Input for this task -

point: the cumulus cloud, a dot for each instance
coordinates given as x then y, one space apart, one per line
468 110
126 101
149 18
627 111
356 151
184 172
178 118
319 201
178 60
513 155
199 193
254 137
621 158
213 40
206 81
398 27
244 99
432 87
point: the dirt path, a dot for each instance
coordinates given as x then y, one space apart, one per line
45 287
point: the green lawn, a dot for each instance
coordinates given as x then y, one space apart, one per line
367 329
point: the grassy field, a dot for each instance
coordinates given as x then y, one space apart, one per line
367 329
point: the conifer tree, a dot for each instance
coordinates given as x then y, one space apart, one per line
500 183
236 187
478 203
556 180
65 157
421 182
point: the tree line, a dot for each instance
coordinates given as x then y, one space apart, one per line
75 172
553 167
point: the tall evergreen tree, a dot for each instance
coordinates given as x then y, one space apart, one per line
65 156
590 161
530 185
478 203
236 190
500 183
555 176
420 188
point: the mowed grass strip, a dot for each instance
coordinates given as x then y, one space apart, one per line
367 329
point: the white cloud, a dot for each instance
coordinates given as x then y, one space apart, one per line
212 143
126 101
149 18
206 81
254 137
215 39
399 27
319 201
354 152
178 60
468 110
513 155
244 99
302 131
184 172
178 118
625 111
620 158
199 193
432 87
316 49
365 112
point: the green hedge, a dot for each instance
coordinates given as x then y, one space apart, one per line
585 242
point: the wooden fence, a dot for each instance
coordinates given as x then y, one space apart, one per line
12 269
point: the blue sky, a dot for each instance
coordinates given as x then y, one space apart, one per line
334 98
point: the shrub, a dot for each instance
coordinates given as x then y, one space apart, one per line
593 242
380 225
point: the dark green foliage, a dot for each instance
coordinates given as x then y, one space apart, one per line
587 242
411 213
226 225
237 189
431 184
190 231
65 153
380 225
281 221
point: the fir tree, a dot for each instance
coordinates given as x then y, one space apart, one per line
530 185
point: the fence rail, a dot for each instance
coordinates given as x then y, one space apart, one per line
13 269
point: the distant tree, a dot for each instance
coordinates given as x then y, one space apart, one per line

Instructions for the task - In how many lines of the records does the string "cloud" occur? Answer with the number alone.

Solution - 2